Every line from the one with "Each instance receives exactly one keypoint. Mark the nose" to the end of the data needs to be copied exactly, and no line before it.

■ ■ ■ ■ ■ ■ ■

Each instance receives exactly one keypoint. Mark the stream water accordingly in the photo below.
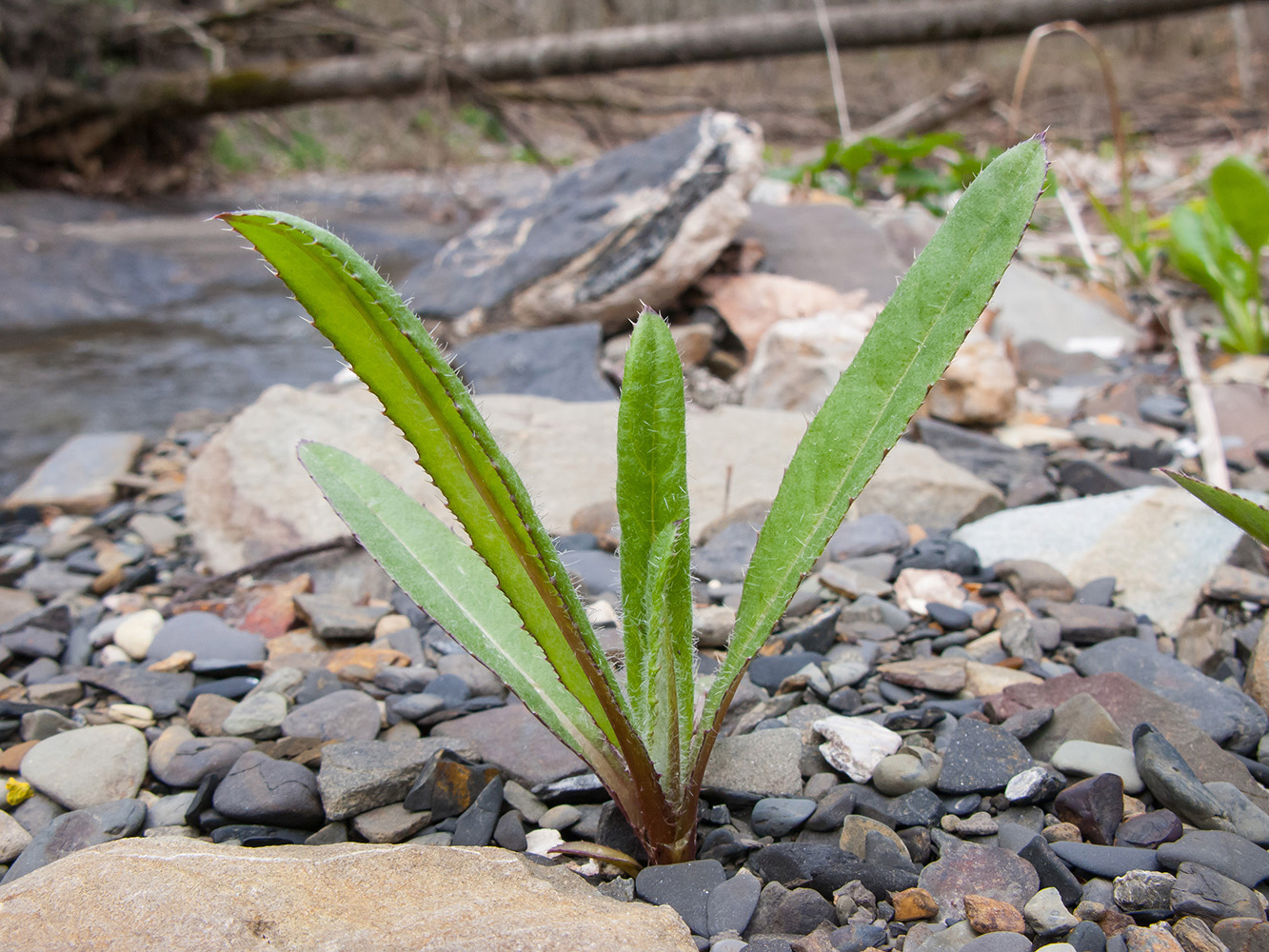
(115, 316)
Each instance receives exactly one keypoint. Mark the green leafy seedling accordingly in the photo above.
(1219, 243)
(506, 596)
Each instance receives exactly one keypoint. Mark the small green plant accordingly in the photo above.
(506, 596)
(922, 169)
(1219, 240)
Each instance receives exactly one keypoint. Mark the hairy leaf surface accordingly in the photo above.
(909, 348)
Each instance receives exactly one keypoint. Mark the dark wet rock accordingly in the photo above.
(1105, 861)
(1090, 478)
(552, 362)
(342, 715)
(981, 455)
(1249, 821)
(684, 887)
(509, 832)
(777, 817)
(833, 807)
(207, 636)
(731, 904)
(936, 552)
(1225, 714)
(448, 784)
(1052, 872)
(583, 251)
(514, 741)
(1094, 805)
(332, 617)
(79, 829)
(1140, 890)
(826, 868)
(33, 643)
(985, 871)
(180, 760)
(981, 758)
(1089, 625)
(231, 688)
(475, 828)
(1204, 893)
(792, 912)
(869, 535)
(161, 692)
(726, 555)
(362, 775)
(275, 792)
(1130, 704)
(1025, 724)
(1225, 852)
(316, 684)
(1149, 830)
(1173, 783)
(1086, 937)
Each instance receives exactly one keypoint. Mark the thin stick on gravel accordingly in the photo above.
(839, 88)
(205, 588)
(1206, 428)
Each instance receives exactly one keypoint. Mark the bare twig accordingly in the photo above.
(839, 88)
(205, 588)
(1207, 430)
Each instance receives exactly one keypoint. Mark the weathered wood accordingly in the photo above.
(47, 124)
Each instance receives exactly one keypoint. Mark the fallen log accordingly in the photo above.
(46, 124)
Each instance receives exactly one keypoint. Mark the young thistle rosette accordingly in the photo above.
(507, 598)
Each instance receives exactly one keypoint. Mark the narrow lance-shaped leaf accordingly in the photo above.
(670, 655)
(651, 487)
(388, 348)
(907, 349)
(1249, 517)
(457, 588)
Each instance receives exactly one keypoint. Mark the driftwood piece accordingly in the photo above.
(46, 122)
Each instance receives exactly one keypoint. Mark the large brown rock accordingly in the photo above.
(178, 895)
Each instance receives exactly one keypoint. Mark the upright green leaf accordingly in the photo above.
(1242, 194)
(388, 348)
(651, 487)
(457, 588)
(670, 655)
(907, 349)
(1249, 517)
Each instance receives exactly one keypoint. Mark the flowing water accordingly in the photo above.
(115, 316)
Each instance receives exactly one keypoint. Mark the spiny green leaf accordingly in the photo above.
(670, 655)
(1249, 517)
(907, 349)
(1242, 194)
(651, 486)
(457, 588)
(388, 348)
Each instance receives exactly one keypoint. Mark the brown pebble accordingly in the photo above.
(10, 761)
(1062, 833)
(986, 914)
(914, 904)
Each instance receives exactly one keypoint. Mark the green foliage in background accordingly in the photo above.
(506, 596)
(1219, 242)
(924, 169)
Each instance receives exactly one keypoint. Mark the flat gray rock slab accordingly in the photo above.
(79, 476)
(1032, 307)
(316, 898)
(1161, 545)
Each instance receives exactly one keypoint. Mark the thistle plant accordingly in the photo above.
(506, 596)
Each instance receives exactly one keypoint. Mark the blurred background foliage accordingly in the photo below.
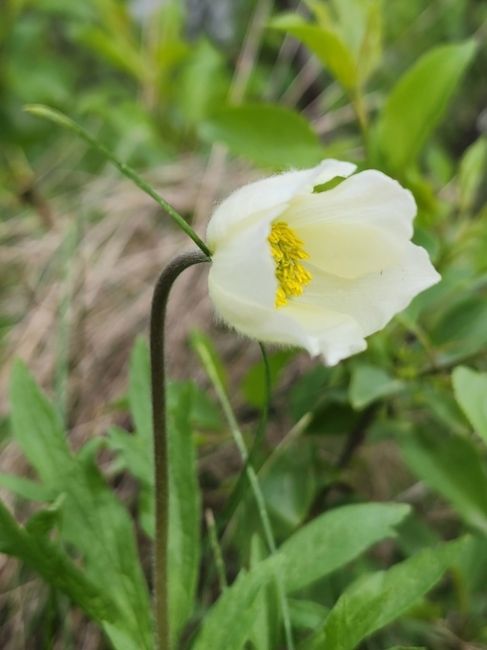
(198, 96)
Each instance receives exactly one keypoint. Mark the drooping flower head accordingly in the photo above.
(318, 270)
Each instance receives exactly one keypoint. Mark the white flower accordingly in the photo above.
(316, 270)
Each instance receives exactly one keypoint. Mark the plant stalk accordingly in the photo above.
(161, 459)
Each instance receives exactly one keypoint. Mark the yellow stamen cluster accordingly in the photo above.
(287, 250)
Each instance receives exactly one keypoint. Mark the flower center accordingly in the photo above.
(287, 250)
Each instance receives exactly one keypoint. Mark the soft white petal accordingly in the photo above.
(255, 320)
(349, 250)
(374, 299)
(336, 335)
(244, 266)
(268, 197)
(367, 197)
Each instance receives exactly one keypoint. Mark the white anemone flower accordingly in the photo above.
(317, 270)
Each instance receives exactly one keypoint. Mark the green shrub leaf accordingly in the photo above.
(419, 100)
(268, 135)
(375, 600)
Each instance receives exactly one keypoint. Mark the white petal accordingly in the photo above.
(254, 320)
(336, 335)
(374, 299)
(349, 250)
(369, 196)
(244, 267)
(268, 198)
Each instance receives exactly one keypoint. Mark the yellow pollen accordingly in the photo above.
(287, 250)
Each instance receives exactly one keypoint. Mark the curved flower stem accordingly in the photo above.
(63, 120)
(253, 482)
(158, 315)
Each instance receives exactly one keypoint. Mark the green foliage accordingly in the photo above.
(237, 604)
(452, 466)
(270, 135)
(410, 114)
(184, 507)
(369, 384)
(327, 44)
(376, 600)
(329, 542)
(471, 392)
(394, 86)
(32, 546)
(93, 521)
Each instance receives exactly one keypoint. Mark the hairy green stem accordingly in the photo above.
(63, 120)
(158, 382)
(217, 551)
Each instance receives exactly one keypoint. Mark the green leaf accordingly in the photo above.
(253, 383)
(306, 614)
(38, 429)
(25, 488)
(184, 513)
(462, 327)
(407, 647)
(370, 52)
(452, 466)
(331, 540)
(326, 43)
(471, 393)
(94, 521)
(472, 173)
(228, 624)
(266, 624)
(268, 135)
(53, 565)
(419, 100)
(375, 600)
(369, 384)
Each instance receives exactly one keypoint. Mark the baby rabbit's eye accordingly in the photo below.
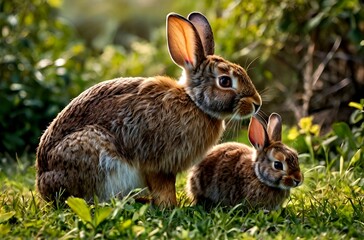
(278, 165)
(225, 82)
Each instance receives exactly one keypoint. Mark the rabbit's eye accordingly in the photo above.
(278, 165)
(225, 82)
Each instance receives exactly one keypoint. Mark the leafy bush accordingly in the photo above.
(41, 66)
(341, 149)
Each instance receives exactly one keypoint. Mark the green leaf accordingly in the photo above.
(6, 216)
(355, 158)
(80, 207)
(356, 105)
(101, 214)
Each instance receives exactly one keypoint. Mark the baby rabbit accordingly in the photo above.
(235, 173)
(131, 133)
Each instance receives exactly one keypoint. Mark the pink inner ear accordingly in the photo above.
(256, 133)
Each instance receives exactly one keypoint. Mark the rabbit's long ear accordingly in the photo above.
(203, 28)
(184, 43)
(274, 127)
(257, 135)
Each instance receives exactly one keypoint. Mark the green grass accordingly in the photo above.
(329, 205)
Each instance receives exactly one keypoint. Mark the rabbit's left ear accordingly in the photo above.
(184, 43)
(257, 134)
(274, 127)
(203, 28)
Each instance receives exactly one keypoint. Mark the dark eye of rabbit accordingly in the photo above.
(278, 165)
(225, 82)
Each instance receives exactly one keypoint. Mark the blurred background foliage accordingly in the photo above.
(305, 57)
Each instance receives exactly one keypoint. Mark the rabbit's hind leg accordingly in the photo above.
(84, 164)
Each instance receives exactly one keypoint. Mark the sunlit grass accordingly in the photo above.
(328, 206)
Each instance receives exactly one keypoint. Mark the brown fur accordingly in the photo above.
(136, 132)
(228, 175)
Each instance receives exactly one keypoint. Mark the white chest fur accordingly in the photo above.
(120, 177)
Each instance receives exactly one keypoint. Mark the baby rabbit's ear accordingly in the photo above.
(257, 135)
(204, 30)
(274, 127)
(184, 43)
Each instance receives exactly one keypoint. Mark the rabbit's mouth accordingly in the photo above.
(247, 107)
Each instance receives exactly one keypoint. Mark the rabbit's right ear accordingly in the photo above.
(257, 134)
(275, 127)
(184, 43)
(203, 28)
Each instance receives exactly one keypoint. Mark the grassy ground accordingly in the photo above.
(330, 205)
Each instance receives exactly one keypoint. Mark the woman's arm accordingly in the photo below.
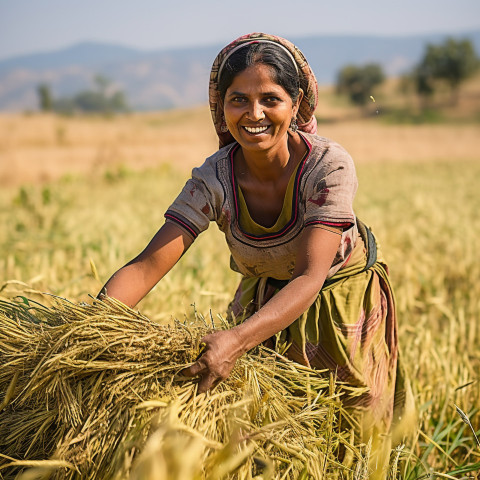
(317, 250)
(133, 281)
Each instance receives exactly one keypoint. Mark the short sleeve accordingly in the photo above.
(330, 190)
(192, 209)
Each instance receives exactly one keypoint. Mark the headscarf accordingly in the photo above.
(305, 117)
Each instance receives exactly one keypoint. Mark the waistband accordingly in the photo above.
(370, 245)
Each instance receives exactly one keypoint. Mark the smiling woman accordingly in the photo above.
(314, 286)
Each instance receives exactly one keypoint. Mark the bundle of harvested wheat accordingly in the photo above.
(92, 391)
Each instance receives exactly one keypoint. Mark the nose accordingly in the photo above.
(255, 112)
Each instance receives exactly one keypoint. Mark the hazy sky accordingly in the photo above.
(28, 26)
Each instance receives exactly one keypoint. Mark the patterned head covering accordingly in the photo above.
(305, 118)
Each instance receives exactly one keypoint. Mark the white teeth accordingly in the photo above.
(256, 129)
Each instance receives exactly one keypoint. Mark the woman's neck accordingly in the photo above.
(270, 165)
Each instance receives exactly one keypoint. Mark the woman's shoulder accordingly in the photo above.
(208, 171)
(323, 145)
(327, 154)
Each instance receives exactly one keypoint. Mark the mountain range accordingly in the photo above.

■ ■ ■ ■ ■ ■ ■

> Finished task:
Each instance receives exactly one keypoint. Mark the nose accordingly in the photo above.
(255, 112)
Each instance receives exactly one keypoint. Mark the hazy sky accordingly in the photo above.
(28, 26)
Each instance receives exactly one keypoint. Mark the patterned head covering accordingly in the photo above.
(305, 118)
Each instance receives exactly one keypoint. Mark the white teeth accordingly in the photo above.
(256, 129)
Each instance receives exactly one keypoint. Mark the woman's neck accordingly in the photo above.
(270, 165)
Each instance receives exactly one keypoint. Mark the woman's shoulder accordingly in the photo above.
(208, 171)
(323, 145)
(327, 154)
Each instance receives exactly one keypoint. Mark the mountain range accordingly in the photo above.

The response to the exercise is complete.